TO DO:
A. Who are the members of the group named in the Dialogue article?
B. Write out, word for word, the part of the Dialogue article that opens with the words containing "Dialogue (stylized as" and closes with "Tomozaki and Higehiro.".
C. On what date did the group's first single come out, according to the Dialogue article?

SOURCE TEXT:
>>>

- Genres: J-pop; anime song;
- Years active: 2019–present
- Label: Pony Canyon
- Members: Yurina Uchiyama; Nene Hieda; Kyōka Moriya; Yuna Ogata; Ayaka Takamura; Satsuki Miyahara; Mayu Iizuka; Manatsu Murakami;
- Website: www.dialogue-music.jp

= Dialogue (group) =

Japanese idol group

Dialogue (stylized as DIALOGUE+) is a Japanese idol group which is signed to Pony Canyon. The group, consisting of eight voice actresses, debuted in 2019 with the release of their first single "Hajimete no Kakumei", the title track of which was used as the opening theme of the anime television series High School Prodigies Have It Easy Even In Another World. Their music has also been used in Bottom-tier Character Tomozaki and Higehiro.

==History==
Dialogue began its activities in 2019. It is composed of eight members: Yurina Uchiyama, Nene Hieda, Kyōka Moriya, Yuna Ogata, Ayaka Takamura, Satsuki Miyahara, Mayu Iizuka, and Manatsu Murakami, all of whom were also cast in the mobile game CUE!. The group's first single, "Hajimete no Kakumei!" (はじめてのかくめい) was released on October 23, 2019; the title song, which was written and composed by Unison Square Garden member Tomoya Tabuchi and arranged by Hidekazu Tanaka, was used as the opening theme of the anime television series High School Prodigies Have It Easy Even In Another World. They then released the mini-album Dreamy-Logue on April 8, 2020. They released two singles on February 3, 2021: "Jinsei Easy" (人生イージー, Jinsei Ījī) and "Ayafuwa Asterisk" (あやふわアスタリスク, Ayafuwa Asuterisuku), the title tracks of which are used as the opening and ending themes respectively of the anime series Bottom-tier Character Tomozaki. They also performed the opening theme of the anime series Higehiro and My Stepmom's Daughter Is My Ex. They also performed the ending theme of the anime series Skeleton Knight in Another World and Love After World Domination.

<<<

LISTED RECORDS:
>>>

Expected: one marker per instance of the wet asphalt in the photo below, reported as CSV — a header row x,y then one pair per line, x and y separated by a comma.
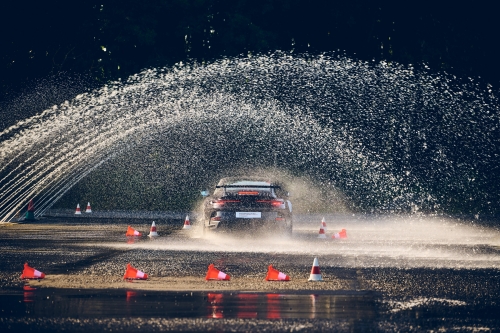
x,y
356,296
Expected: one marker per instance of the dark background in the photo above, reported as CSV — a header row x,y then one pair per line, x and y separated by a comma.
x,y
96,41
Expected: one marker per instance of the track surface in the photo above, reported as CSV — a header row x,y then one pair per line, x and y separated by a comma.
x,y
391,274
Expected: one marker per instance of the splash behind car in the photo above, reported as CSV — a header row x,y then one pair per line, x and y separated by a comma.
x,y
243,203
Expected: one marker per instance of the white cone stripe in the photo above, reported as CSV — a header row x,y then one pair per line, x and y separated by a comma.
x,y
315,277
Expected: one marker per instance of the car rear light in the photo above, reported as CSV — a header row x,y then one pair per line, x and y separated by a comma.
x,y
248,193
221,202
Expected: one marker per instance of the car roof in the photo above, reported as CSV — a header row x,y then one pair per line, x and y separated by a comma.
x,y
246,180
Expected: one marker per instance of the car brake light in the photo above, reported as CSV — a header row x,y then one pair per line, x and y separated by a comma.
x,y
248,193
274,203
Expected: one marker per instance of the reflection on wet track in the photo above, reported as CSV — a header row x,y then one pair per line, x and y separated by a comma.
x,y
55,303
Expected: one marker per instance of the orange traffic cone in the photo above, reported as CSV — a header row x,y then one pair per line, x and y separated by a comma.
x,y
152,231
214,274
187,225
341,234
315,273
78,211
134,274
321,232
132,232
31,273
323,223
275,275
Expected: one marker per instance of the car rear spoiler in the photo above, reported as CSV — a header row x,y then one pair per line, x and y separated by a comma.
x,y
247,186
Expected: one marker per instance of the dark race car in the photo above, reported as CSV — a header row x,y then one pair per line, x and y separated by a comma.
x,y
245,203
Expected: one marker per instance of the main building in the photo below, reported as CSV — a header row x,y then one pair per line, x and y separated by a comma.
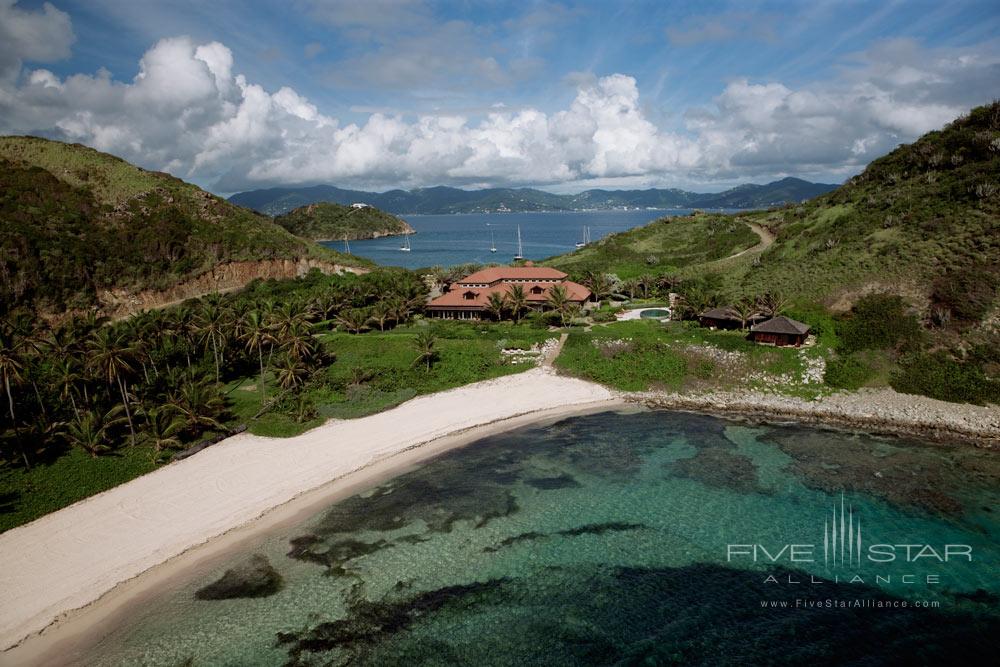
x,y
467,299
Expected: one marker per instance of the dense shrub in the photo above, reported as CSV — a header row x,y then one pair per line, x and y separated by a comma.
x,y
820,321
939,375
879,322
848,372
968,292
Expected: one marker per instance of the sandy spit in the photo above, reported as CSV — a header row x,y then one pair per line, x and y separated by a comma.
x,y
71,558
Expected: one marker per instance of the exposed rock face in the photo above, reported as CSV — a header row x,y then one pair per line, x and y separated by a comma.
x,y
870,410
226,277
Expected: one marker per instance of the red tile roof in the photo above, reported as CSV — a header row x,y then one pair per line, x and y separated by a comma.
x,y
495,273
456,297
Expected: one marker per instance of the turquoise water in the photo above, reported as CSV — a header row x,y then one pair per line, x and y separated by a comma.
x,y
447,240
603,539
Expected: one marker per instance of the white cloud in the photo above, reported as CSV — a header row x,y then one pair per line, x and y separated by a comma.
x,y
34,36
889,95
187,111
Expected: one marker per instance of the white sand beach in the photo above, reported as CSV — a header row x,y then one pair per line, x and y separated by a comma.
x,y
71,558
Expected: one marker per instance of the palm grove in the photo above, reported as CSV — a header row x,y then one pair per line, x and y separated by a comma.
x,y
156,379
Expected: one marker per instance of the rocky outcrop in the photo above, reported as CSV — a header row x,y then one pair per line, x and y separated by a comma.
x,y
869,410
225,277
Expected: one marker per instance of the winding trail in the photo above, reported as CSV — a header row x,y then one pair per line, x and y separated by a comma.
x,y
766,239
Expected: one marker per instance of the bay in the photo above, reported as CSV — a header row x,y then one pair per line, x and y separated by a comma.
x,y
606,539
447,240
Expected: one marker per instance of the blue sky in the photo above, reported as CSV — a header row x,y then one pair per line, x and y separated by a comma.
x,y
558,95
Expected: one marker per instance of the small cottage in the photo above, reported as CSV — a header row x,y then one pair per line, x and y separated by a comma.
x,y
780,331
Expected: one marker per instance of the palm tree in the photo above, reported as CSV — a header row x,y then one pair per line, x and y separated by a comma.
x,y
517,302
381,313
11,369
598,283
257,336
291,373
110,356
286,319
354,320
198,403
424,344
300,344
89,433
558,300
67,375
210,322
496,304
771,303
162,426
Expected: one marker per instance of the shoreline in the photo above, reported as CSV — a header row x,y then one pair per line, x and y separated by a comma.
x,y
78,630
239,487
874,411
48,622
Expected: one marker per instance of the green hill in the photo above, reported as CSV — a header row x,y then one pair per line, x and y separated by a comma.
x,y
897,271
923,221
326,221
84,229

<<<
>>>

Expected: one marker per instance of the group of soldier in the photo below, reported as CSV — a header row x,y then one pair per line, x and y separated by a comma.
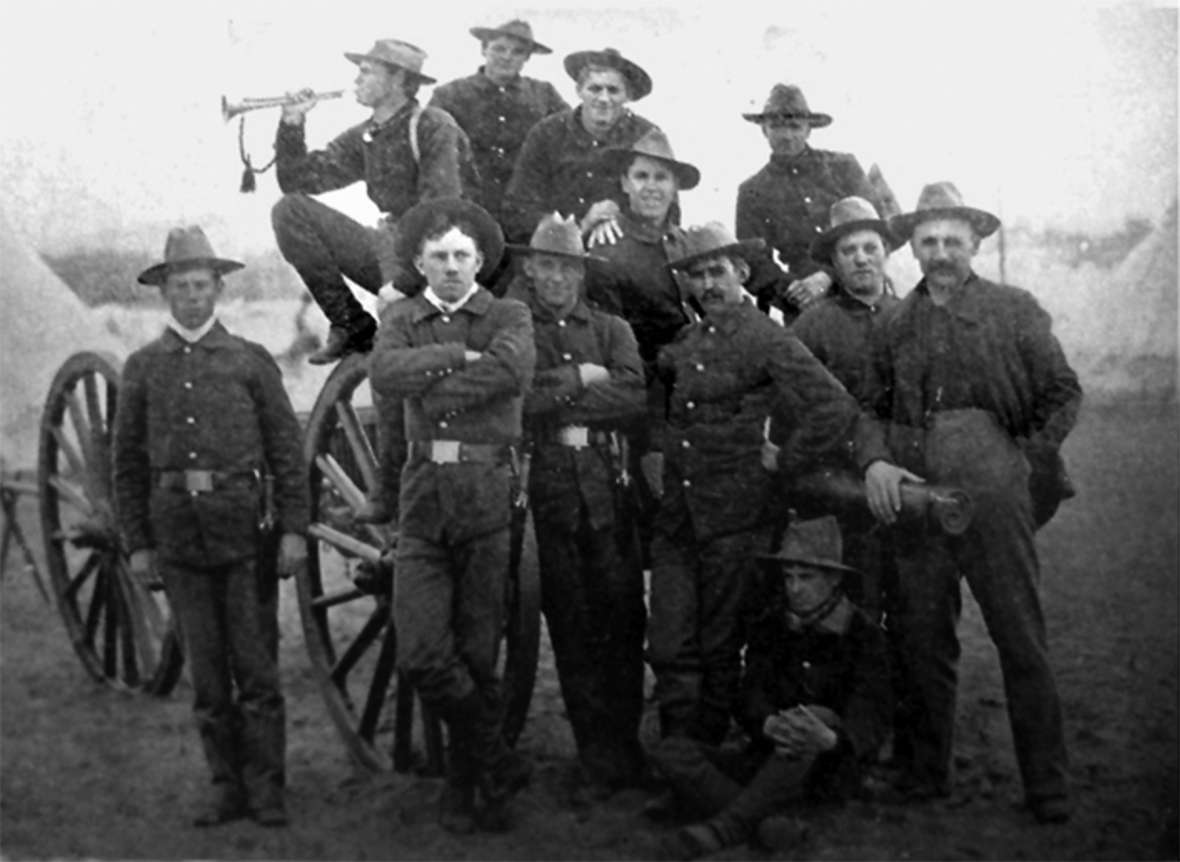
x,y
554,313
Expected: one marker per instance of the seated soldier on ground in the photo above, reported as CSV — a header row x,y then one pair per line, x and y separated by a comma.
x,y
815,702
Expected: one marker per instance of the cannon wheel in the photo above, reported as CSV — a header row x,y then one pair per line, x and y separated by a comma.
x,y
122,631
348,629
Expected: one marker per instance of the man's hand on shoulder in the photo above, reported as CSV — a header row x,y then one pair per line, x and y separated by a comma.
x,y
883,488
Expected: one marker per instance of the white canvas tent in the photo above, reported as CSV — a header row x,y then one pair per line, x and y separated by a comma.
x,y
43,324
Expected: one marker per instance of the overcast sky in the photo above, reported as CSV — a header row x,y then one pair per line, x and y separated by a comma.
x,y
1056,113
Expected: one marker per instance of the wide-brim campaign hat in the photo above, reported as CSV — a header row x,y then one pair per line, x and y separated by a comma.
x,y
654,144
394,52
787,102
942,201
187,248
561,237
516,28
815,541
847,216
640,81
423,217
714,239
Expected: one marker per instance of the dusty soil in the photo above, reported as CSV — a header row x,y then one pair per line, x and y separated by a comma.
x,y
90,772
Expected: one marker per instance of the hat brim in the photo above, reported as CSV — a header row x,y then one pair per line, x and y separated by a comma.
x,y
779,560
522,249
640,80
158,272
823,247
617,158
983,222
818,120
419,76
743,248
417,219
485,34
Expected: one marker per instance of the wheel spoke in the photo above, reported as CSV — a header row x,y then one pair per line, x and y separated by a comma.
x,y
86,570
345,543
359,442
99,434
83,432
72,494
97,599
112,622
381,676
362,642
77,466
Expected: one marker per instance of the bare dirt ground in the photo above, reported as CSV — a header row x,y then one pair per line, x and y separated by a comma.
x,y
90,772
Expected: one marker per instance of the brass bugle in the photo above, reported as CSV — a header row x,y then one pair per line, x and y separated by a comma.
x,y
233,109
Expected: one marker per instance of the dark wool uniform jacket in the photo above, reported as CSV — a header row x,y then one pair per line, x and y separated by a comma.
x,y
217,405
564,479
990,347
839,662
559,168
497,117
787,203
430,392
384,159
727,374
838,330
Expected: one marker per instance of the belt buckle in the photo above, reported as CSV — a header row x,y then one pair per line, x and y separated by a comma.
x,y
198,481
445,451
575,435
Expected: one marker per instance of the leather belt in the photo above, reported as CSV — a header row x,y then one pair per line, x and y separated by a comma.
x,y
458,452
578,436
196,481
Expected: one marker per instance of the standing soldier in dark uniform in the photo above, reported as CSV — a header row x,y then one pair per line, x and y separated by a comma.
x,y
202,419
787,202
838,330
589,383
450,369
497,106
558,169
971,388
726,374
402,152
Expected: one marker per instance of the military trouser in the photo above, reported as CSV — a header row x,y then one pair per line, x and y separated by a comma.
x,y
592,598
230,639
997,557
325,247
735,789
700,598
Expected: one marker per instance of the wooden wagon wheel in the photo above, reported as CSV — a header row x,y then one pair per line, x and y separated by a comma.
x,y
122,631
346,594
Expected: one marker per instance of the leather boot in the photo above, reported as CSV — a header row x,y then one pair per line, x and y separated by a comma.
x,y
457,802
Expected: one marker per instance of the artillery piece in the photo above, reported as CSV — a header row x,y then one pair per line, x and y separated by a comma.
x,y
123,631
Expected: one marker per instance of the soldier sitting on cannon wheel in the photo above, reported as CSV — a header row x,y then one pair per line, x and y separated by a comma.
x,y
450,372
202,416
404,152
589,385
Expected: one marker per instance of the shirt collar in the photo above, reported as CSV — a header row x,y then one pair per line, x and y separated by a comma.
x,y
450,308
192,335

<<<
>>>

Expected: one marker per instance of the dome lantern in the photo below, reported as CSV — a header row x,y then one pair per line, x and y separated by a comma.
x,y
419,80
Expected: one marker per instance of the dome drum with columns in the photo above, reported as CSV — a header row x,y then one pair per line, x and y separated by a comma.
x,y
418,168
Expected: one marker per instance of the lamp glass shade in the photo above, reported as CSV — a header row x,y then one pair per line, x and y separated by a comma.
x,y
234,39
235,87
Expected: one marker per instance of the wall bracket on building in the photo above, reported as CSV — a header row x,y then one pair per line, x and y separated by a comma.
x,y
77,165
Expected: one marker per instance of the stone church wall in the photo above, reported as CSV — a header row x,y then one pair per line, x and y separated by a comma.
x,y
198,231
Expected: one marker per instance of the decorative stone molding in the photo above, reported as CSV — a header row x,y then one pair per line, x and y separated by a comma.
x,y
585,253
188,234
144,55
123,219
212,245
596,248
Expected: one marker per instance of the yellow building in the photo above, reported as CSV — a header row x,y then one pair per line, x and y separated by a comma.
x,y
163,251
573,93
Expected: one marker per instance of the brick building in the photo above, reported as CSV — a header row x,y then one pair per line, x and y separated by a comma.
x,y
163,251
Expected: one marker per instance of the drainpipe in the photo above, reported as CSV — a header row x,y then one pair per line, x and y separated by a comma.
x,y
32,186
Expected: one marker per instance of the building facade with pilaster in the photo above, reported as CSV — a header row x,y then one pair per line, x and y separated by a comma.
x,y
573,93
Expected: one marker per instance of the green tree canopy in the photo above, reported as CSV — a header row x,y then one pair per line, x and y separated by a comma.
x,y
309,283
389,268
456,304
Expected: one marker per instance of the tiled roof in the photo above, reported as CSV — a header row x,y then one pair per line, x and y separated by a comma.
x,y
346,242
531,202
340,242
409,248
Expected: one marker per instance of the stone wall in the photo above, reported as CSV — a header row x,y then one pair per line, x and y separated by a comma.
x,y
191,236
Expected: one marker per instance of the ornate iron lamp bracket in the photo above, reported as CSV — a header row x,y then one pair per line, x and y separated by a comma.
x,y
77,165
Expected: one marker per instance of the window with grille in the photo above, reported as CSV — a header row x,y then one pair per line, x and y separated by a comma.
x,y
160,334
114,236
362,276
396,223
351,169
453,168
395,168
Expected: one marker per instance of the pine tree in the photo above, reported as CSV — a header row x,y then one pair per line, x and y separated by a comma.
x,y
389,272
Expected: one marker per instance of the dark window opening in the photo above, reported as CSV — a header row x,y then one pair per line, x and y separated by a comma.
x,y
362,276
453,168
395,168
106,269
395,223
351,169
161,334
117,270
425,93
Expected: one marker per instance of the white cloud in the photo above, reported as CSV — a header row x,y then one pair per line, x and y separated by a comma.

<<<

ANSWERS FOR THE TASKS:
A. Yurina Uchiyama, Nene Hieda, Kyōka Moriya, Yuna Ogata, Ayaka Takamura, Satsuki Miyahara, Mayu Iizuka, and Manatsu Murakami.

B.
Dialogue (stylized as DIALOGUE+) is a Japanese idol group which is signed to Pony Canyon. The group, consisting of eight voice actresses, debuted in 2019 with the release of their first single "Hajimete no Kakumei", the title track of which was used as the opening theme of the anime television series High School Prodigies Have It Easy Even In Another World. Their music has also been used in Bottom-tier Character Tomozaki and Higehiro.

C. October 23, 2019.